GOAL:
Gather every line in the records below that contains the word "distant", and copy each such line in full. Case matters when matching.

PROVIDED RECORDS:
--

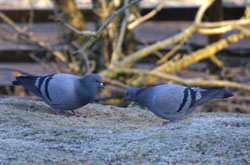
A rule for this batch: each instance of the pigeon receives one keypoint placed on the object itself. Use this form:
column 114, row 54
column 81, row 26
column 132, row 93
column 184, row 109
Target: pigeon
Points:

--

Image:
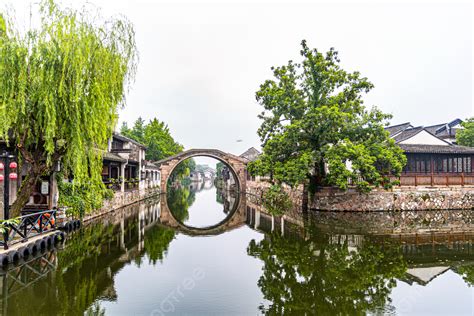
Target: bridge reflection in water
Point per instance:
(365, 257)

--

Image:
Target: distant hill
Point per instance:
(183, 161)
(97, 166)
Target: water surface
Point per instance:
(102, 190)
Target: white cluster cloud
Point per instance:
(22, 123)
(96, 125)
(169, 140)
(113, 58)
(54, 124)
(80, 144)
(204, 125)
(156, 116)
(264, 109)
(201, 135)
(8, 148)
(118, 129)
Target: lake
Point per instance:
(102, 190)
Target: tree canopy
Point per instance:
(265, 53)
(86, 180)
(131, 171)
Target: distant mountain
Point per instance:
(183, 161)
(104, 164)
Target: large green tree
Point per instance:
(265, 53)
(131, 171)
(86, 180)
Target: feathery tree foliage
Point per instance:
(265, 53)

--

FINAL RESULT:
Target: distant hill
Target: distant mountain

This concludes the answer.